Some data
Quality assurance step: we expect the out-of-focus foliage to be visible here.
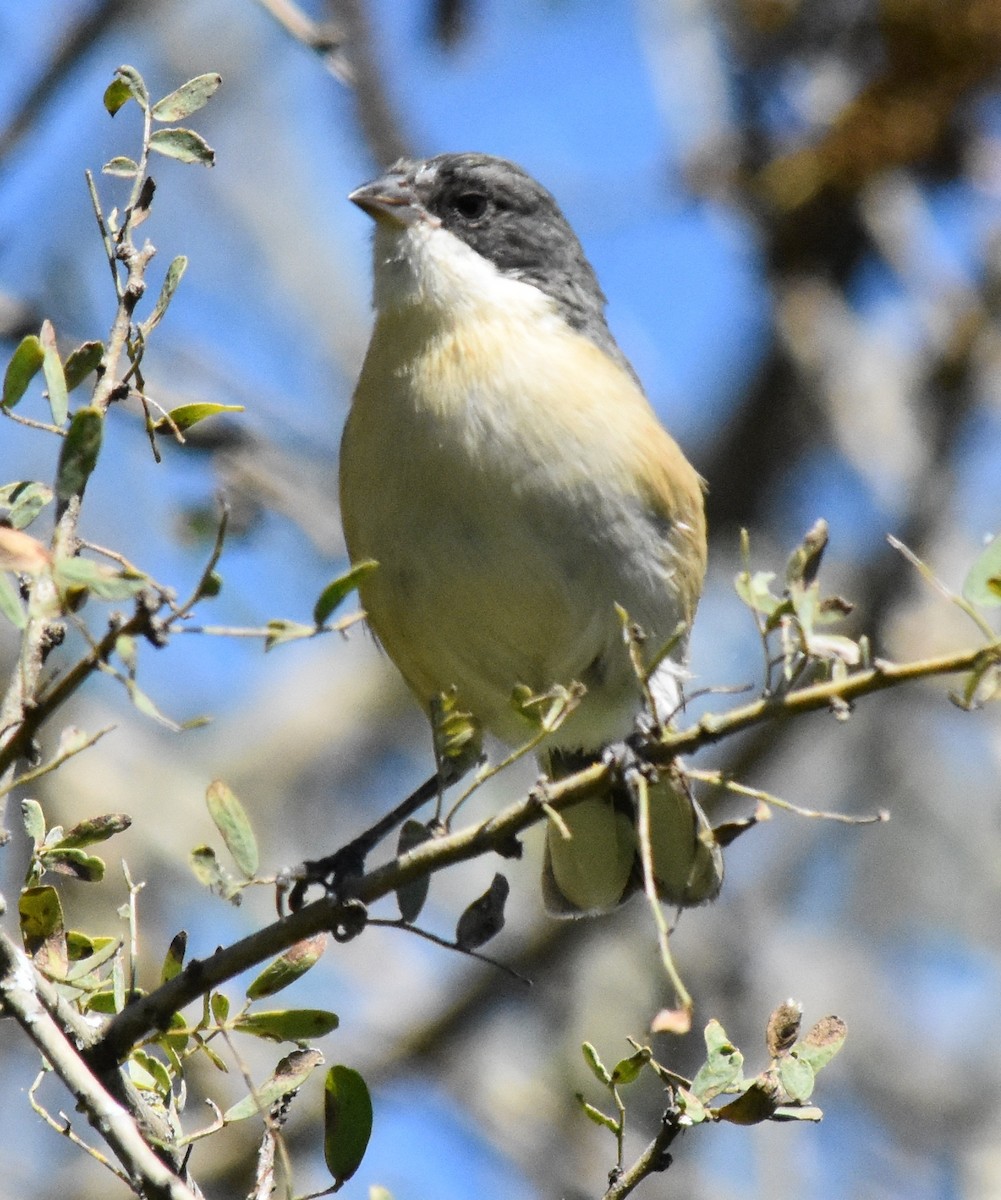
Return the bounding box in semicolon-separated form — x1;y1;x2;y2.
0;0;1001;1200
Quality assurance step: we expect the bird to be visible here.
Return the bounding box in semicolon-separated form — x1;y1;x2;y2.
340;152;723;916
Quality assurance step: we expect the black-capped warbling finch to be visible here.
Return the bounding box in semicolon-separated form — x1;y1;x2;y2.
341;154;723;914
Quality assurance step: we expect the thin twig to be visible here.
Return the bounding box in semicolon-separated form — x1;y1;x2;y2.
91;643;1001;1068
0;935;196;1200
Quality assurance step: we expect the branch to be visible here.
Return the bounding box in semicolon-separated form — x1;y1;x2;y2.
0;935;197;1200
601;1111;684;1200
648;640;1001;766
79;641;1001;1070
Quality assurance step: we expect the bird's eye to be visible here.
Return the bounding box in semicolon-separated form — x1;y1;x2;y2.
451;192;487;221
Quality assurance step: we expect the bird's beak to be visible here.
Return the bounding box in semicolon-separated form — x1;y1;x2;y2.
348;170;424;226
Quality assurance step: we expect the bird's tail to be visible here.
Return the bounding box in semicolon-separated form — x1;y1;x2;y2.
543;750;723;917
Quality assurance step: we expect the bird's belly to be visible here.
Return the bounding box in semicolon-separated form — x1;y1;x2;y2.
349;460;671;749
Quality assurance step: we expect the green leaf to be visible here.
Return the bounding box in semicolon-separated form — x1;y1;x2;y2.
52;558;150;600
431;688;482;774
17;884;62;954
612;1046;653;1086
576;1092;619;1136
55;408;104;500
715;1075;778;1124
691;1020;744;1102
55;812;132;850
733;571;786;617
233;1008;340;1042
128;1050;172;1099
104;66;150;116
150;73;222;121
20;800;46;850
581;1042;612;1087
38;320;70;425
85;988;145;1015
154;402;245;433
675;1084;709;1124
66;929;96;962
150;127;216;167
313;558;379;625
765;1000;803;1058
963;534;1001;608
264;618;317;650
2;334;46;408
62;937;121;983
0;572;28;629
247;934;326;1000
40;847;104;883
205;779;260;880
455;872;510;950
62;342;104;391
0;479;53;529
101;154;139;179
222;1050;323;1124
139;254;191;338
323;1066;372;1188
160;929;187;984
396;821;433;925
779;1052;816;1104
121;678;205;733
209;991;229;1025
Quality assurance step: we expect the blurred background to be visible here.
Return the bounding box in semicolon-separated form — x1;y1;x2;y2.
0;0;1001;1200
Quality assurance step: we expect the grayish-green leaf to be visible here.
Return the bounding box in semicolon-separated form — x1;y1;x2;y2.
150;127;216;167
160;929;187;984
150;73;222;121
20;799;46;850
581;1042;612;1087
455;872;510;950
247;934;326;1000
313;558;378;625
222;1049;323;1124
612;1046;652;1086
963;534;1001;608
264;617;317;650
691;1020;744;1102
62;342;104;391
205;779;260;880
55;408;104;500
188;846;228;892
53;558;149;600
0;572;28;629
40;847;106;883
396;821;432;925
104;66;150;116
793;1016;849;1072
142;254;187;337
38;320;70;425
56;812;132;850
101;154;139;179
0;479;53;529
576;1092;619;1136
779;1054;816;1104
233;1008;338;1042
154;401;244;433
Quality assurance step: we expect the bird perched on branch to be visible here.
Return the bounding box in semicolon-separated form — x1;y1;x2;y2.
341;154;723;914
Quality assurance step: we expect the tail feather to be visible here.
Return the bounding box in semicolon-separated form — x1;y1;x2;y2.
543;752;723;917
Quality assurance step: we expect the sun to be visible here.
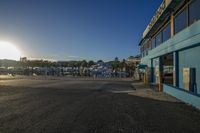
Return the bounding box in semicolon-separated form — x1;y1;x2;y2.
0;41;20;60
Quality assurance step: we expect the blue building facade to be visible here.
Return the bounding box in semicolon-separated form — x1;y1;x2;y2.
139;0;200;108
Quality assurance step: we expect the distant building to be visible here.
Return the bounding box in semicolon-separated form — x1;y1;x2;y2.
20;57;27;62
139;0;200;108
127;55;141;65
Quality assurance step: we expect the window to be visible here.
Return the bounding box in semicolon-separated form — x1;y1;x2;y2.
163;23;171;42
156;32;162;46
151;38;156;49
189;0;200;25
175;9;187;33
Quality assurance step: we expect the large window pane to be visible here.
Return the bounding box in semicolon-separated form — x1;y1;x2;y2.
163;23;171;42
151;38;156;49
175;9;187;33
156;32;162;46
189;0;200;24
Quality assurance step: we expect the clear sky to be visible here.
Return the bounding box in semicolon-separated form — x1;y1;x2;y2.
0;0;162;61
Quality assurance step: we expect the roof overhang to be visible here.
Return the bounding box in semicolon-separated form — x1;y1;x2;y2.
139;0;183;46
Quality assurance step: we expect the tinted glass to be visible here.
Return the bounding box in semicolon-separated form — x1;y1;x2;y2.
175;9;187;33
189;0;200;24
163;23;171;42
151;38;156;49
156;32;162;46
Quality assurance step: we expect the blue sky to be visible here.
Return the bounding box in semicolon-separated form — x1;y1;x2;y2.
0;0;162;61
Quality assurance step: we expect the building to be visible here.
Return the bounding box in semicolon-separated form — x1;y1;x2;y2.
139;0;200;108
127;55;140;65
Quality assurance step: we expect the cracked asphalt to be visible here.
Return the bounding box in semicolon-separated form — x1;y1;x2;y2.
0;79;200;133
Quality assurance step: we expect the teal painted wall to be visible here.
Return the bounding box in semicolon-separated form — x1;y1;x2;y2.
179;46;200;94
141;21;200;66
163;85;200;109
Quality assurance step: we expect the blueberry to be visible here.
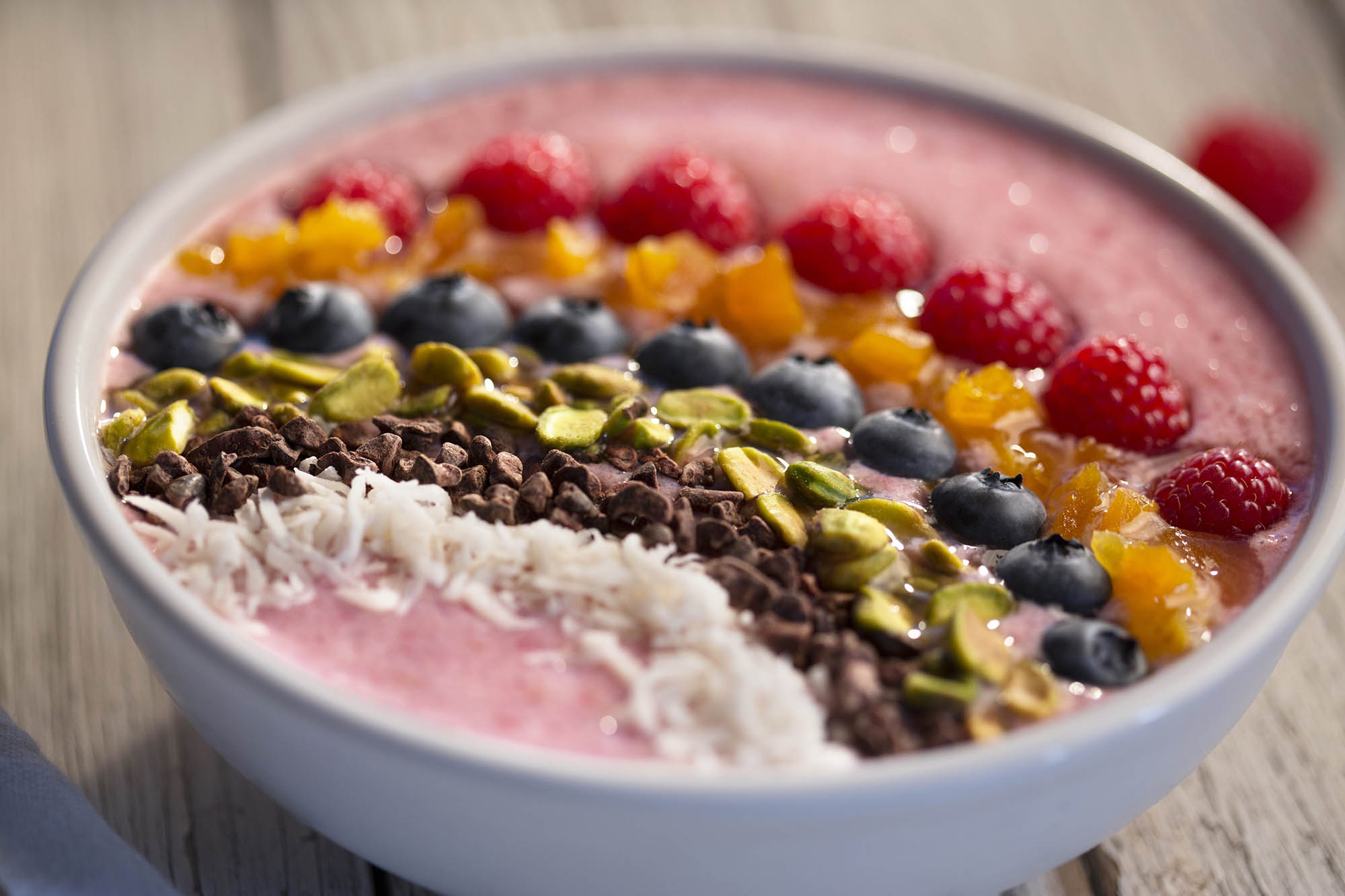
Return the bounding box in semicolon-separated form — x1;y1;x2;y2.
745;355;863;429
931;467;1046;548
262;282;374;355
514;296;631;364
382;274;510;350
635;320;752;389
850;407;958;479
1041;619;1149;688
130;298;243;370
997;536;1111;616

AIM – Copy out all of the data above line for line, leaving out the pictures.

TASK SOLUTION –
Quality assurance step: we expect the out-of-focus foliage to be visible here.
Return the bounding box in semicolon-separated form — x1;y1;x2;y2.
0;0;1001;1200
Quality assurance step: we expect the bird to be visible here.
Return the bounding box in semicolon-separated form — x1;y1;x2;y2.
340;152;723;916
Quality assurance step: we expect the black-capped warbling finch to be visible here.
Return the bounding box in semicolon-separated form — x1;y1;x2;y2.
341;154;723;914
Quality assurance step: we expect the thin twig to be visible here.
Return the bounding box in semicolon-separated form — x1;y1;x2;y2.
91;643;1001;1068
0;935;196;1200
Quality assurance step: we expect the branch to be visible here.
Return the bounding box in semicolon-separated form — x1;y1;x2;y2.
0;935;197;1200
601;1111;684;1200
648;640;1001;766
79;641;1001;1070
Quality assurance step: we expect the bird's eye to be visible here.
Return the bounding box in semicolon-separated form — x1;y1;x2;y2.
451;192;487;221
Quality assurance step: we expect the bird's beak to be visible here.
Return the bounding box in semicolon-separated form — x1;y1;x2;y2.
348;170;424;226
Quality assurance step: we expect the bird's tail to be visible here.
Return the bounding box in semicolon-separated form — x1;y1;x2;y2.
543;750;723;917
Quality assurance step: we expect the bird's belly to be visible here.
Return the bounding box in semicolon-separated form — x1;y1;x2;y2.
349;460;671;749
Quality assurance step: we expect the green leaf to be visible here.
Return the bounding box in semicolon-separated form — x1;y1;x2;y2.
52;558;150;600
431;688;482;774
17;884;62;954
612;1046;653;1086
576;1092;619;1136
55;408;104;500
715;1075;778;1124
691;1020;744;1102
55;812;132;850
733;571;786;617
233;1008;340;1042
128;1050;172;1099
104;66;150;116
150;73;222;121
20;800;46;850
581;1042;612;1087
38;320;70;425
85;988;145;1015
154;402;245;433
675;1084;709;1124
66;929;96;962
150;127;216;167
313;558;379;625
765;1000;803;1058
963;534;1001;608
264;618;317;650
2;334;46;408
62;937;121;983
0;572;28;629
247;934;326;1000
40;847;104;883
205;779;260;880
455;872;510;950
62;342;104;391
0;479;53;529
101;154;139;179
222;1050;323;1124
139;254;191;338
323;1066;372;1188
160;929;187;984
396;821;433;925
779;1052;816;1104
121;678;205;733
209;991;229;1025
Quality assurance step: we expect the blurred background to be visible here.
Return the bounding box in semicolon-separated form — x1;y1;x2;y2.
0;0;1001;1200
Quality assurance step: we expect the grayish-green leaf to be visible here.
Return the bounding box in semicolon-separated form — x1;y1;x2;y2.
150;127;216;167
160;929;187;984
150;73;222;121
20;799;46;850
581;1042;612;1087
455;872;510;950
247;934;326;1000
313;558;378;625
222;1049;323;1124
612;1046;652;1086
963;534;1001;608
264;617;317;650
691;1020;744;1102
62;342;104;391
205;779;260;880
55;408;104;500
188;846;228;892
53;558;149;600
0;572;28;629
40;847;106;883
396;821;432;925
104;66;150;116
793;1016;849;1072
142;254;187;337
38;320;70;425
56;812;132;850
101;154;139;179
0;479;53;529
576;1092;619;1136
779;1054;816;1104
233;1008;338;1042
154;401;244;433
Quality assurance step: we expect the bird perched on branch to be visible here.
Return the bounding box in semicolon-separated form — x1;y1;x2;y2.
341;154;723;914
Quality assurance step: we expect the tail feather to be visible here.
Return the bounding box in semicolon-separated form — x1;y1;x2;y2.
543;752;723;917
Quality assurance step: we expect the sun to be visible here.
Return the bounding box in semicolon-separated form — x1;y1;x2;y2.
0;41;20;60
Quality assurance step: we expect the blue building facade to be visible here.
Return the bounding box in semicolon-separated form — x1;y1;x2;y2.
139;0;200;108
Quality assurance step: we expect the distant building to be visible here.
Return the bounding box in semicolon-separated form — x1;y1;x2;y2.
20;57;27;62
139;0;200;108
127;55;141;65
Quality assurance step: we expect the window to be visible here.
Return the bounding box in semicolon-separated form — x1;y1;x2;y2.
163;23;171;42
156;32;162;46
151;38;156;49
189;0;200;25
175;9;187;33
Quality assurance step: we expect the large window pane to be visible here.
Return the bounding box in semicolon-separated form — x1;y1;x2;y2.
163;23;171;42
151;38;156;49
175;9;187;33
156;32;162;46
189;0;200;24
Quality assurance step: we expect the clear sky to be visible here.
Return the bounding box in semicolon-separated form — x1;y1;x2;y2.
0;0;162;61
Quality assurance step: we expect the roof overhang to be visible here.
Return the bounding box in semicolon-separated form — x1;y1;x2;y2.
139;0;183;46
Quality assurance step: we expect the tinted glass to be visible here.
Return the bounding box in semicolon-separated form — x1;y1;x2;y2.
175;9;187;33
189;0;200;24
163;23;171;42
151;38;156;49
156;32;162;46
Quality assurance step: we expect the blue sky to be visible here.
Return the bounding box in semicolon-separated form — x1;y1;x2;y2.
0;0;162;61
Quality assurance step: we expect the building to be visible here.
Return the bounding box in semicolon-separated form — x1;y1;x2;y2.
139;0;200;108
127;55;140;65
Quality assurance step: we expect the cracked asphalt to be visible here.
Return the bounding box in semicolon-separated form — x1;y1;x2;y2.
0;79;200;133
Quality assurance step: we expect the teal painted wall to be visible here.
Return the bounding box in semicolon-separated form — x1;y1;x2;y2.
179;46;200;94
141;21;200;66
163;85;200;109
Quality assurance step: we expect the blueberry to be visible here.
Return the bounding box in semicolon-separated form — x1;y1;x2;y2.
745;355;863;429
931;467;1046;548
262;282;374;355
514;296;631;364
382;274;510;350
635;320;752;389
850;407;958;479
1041;619;1149;688
130;298;243;370
997;536;1111;616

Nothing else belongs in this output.